* TASKS TO COMPLETE:
(A) In the forum thread on short-circuit current testing, what does ASCC determine?
(B) In the forum thread on short-circuit current testing, why does the writer doubt that an ASCC result matters for an amplifier? Answer in one to three sentences.
(C) Continue the forum thread on short-circuit current testing from its last sentence.

* PASSAGE TO READ:
I thought ASCC was meant to test if breakers, GFI's, and all that jazz work. It is to determine the maximum current the circuit will support under shorted conditions, not something expected in normal usage. For a transformer, I think you short the secondary, put the primary on a Variac to control the input voltage, raise the input voltage until you reach the maximum current rating of the primary, and record the secondary current. For an outlet, it is simply how much (short-term) current it will supply before something blows (fuse, breaker, GFI, power cord...) So, it can show how a power cord limits the current, but I do not believe this is any sort of realistic scenario for normal operation, unless normal operation constantly shorts the line... After the initial inrush current, required peak currents are limited by other things, including the output of the amplifier, and of course this still has little bearing on what the amplifier's circuits see after rectification and filtering in the power supply. I put this in the same league as showing an interconnect is better because it has less roll-off at 1 MHz or 1GHz or whatever, not really a reasonable test for an audio design. I can put a cable on a VNA and show it has better bandwidth, lower dispersion, etc. at 10 GHz but does that really matter at 20 kHz? I can put a big honkin' power cord into a tester and do a ASCC test that proves it is better at delivering over 500 A into a short circuit, but if the amplifier only ever requires a tiny fraction of that current, does it matter?

 

[RayDunzl]

I thought ASCC was meant to test if breakers, GFI's, and all that jazz work.

The meter's manual says it is a calculated guesstimation (I would think it doesn't really create a dead short), but it will trip a GFCI since it tests hot to earth.

* DATA LINES:
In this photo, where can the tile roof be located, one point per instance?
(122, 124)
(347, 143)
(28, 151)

* RESULTS:
(A) The maximum current the circuit will support under shorted conditions.

(B) A short circuit is not a realistic scenario for normal operation. After the initial inrush current, peak currents are limited by other things, including the amplifier's output. If the amplifier only ever requires a tiny fraction of the current a power cord can deliver into a short, the cord's ability to deliver over 500 A has little bearing.

(C)
"Test 4: ASCC Measurements The CT80 calculates the ASCC (Available Short Circuit Current) that a branch circuit can deliver through a breaker in a dead short circuit condition. The ASCC is calculated by dividing the line voltage by the circuit’s line impedance. See equation below:

ASCC = Line Voltage / Hot impedance + Neutral impedance

Use the ► button to simulate a situation where all three conductors (hot, neutral, and ground) are shorted together. Note that this second test will trip a GFCI."

---

Oh Don, you're so practical... Me too, mostly...

 

[amirm]

There's a Shunyata video where a "dynamic" current measurement on an outlet (nothing special about it since they haven't connected the magical boxes yet) gives 1170 Amperes:

Just a few seconds at 00:28 is what I refer to.

ASCC: Available Short Circuit Current

The rest of it tries to instill FUD, but I thought the raw measurement interesting.

Now I want a new meter!

I have that Ideal 61-164 meter! It is almost $350 though so not cheap.

Anyway, I ran some tests.

First is an outlet 1-2 foot away from my mains breaker panel:

We see similar readings as in the Shunyata video at 1,500 amps short circuit (hot+neutral).

Now let's look at what happens when I measure the same in my loft which probably takes 80 to 100 feet of wiring from the panel:

We are now down to "just" 273 amps. In other words the other 1,300 amps is lost already in the building wiring. Needless to say the effect of any cable now is much, much lower. I did not take a picture of it but where my amp plugs in, using the short cable in the above picture (14 gauge) gave a result of 235 amps. Using the 5-6 foot cable that came with my amp (again 14 gauge) it dropped to 215 amps. So not a big differential although I am suspicious that it made that much difference.

A related question is how accurate the readings are. As noted, the computation is based on impedance measurements of a live circuit relative to line voltage:

The impedance is measured relative to ground because this is a safety check of whether the breaker will trip or not. This is not an accurate method for what we want which is the current carrying capability of neutral relative to hot. The ground per NEC cannot carry current.

To show the unknown factors here, I did another measurement of the loft, this time with the equipment disconnected:

The little display on top shows "4 amps" of estimated current in use. But now the current capability has jumped way up to 342 from 270 amps! Likely there is noise or some other factor corrupting the instrument measurements.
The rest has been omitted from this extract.